### TASK TO COMPLETE
Report how many lines of the data below contain the word "instance", treating uppercase and lowercase as different, and give only the number.

--- start of PROVIDED DATA ---

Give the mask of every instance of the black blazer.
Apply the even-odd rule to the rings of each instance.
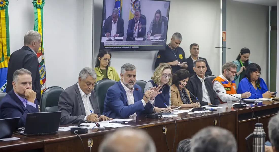
[[[39,73],[39,63],[37,56],[29,47],[24,45],[11,55],[8,66],[6,92],[13,89],[13,75],[16,70],[24,68],[32,73],[32,90],[37,93],[36,98],[39,103],[41,99],[41,87]]]
[[[117,28],[116,29],[116,34],[119,34],[119,37],[123,37],[124,35],[124,23],[123,19],[118,17],[117,20]],[[110,37],[113,36],[111,35],[111,27],[112,26],[112,17],[110,16],[105,20],[104,26],[103,27],[102,32],[102,36],[105,37],[105,34],[108,31]]]
[[[217,97],[216,93],[213,90],[212,82],[208,78],[205,79],[205,86],[206,87],[207,91],[209,94],[210,102],[212,105],[216,105],[220,104],[220,101]],[[201,80],[198,77],[196,74],[191,77],[189,81],[188,82],[186,86],[186,87],[189,89],[195,96],[198,98],[199,103],[202,106],[207,105],[208,103],[206,102],[203,101],[203,88]],[[193,102],[197,102],[197,100],[191,94],[190,96]]]
[[[89,97],[94,113],[99,117],[100,111],[94,90]],[[66,125],[76,124],[86,116],[84,105],[77,83],[65,89],[60,95],[58,108],[61,112],[60,124]]]
[[[207,69],[206,70],[206,71],[205,72],[205,76],[212,74],[212,72],[211,72],[211,70],[210,70],[210,68],[209,67],[209,65],[208,65],[208,62],[206,60],[206,59],[205,58],[199,57],[199,59],[204,60],[205,60],[206,62],[206,67],[207,67]],[[187,70],[190,73],[190,76],[192,76],[196,74],[196,73],[195,72],[195,71],[194,71],[194,70],[193,69],[193,67],[194,67],[194,61],[193,61],[193,59],[192,59],[192,58],[191,57],[191,56],[189,57],[186,59],[186,62],[188,63],[188,68],[187,69]]]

--- end of PROVIDED DATA ---

### REPLY
2